Text under study:
+===+

Short version: GPT-5 ignores custom temperature — it only accepts the default (=1). Removing temperature from the GPT-5 call was the right fix. To keep this from biting us again, here’s a tight hardening plan and a super-quick retest script.

Make it robust (no more “stuck” states)

1) Centralize model capabilities

Keep a tiny map so we never send unsupported params:

GPT-5: allow {temperature: 1 only}, disallow {top_p, freq/presence_penalty}

GPT-4o-mini (and others): allow normal {temperature, top_p, penalties}

If param is unsupported → strip it before request.

2) Fast, graceful fallback (no long pause)

Timeout GPT-5 generation at ~3s client-visible (8s hard server timeout).

If timeout/error → immediately retry with GPT-4o-mini.

Show status text on spinner: “Drafting… (using GPT-5)” → “Retrying…” if we fall back.

3) Better UX when errors happen

Add a “Cancel” on the spinner.

On error: toast “AI request failed — retrying with a faster model,” then auto-retry.

If both fail: toast “Couldn’t generate; please try again,” keep user text intact.

4) Stream the response

Turn on streaming for GPT-5 (if supported) / GPT-4o-mini so the user sees text appear, reducing perceived latency.

5) Safe writes

Use an idempotency key on “Save to Document” to avoid duplicate saves if the user clicks twice.

6) Lightweight telemetry

Log: model, latency_ms, prompt_tokens, completion_tokens, fallback_used: bool.

+===+

Dataset:

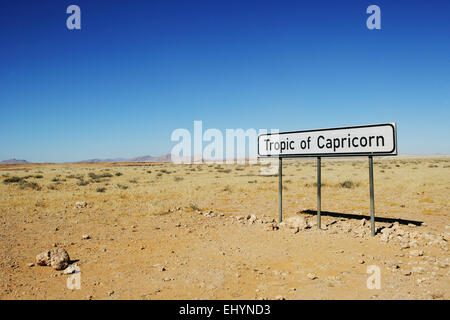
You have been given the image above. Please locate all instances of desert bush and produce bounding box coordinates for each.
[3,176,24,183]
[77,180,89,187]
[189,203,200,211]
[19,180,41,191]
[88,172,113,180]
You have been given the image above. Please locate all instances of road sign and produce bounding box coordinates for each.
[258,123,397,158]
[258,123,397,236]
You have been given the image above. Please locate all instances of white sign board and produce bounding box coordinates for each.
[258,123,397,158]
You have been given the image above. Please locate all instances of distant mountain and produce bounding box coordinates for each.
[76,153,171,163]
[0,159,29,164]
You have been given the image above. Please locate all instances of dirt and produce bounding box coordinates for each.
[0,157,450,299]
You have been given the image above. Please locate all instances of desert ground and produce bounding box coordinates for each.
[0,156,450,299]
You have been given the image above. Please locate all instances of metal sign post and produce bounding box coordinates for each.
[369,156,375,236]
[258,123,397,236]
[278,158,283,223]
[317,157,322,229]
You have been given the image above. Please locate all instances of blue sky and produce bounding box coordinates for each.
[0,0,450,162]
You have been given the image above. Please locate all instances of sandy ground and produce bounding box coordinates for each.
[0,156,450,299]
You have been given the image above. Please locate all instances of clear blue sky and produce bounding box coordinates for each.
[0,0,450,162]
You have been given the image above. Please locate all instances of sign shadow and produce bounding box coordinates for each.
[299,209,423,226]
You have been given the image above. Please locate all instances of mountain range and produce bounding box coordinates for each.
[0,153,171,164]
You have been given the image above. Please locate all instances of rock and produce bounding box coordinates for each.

+===+

To do:
**a)** Reproduce a passage from the GPT-5 hardening plan word for word. Begin at the words "On error: toast" and stop after "user text intact.".
**b)** Proceed with the GPT-5 hardening plan, picking up after its last line.

Responses by item number:
**a)**
On error: toast “AI request failed — retrying with a faster model,” then auto-retry.

If both fail: toast “Couldn’t generate; please try again,” keep user text intact.

**b)**
Surface a tiny “i” icon (admin-only) to view the assembled prompt for QA.

Quick retest (now that it’s fixed)

Executive Summary → AI Assist → leave Optional Prompt empty → Generate.

Expect: uses Business Brief; mentions company/model/offerings; no placeholders.

Click Rephrase → expect same meaning, tighter phrasing.

Click Expand → expect ~30% more depth, still on-brief.

Click Summarize → expect ~50–60% of length, key points intact.

Click Clear → confirm editor wipes and shows “Section cleared.” (if implemented)

Save to Document → see “Saved • time”.

Preview Full Document → content appears in correct order.

Optional (tiny config polish)

Default length = Standard. (We can add Short/Long later.)

Keep tone fixed at Professional (no user toggle).

Set server hard timeout ~8s/model; client visible spinner text updates at ~2–3s.

Hidden admin toggle (nice-to-have)

“Force Model: GPT-5 / GPT-4o-mini / Auto” — for QA only.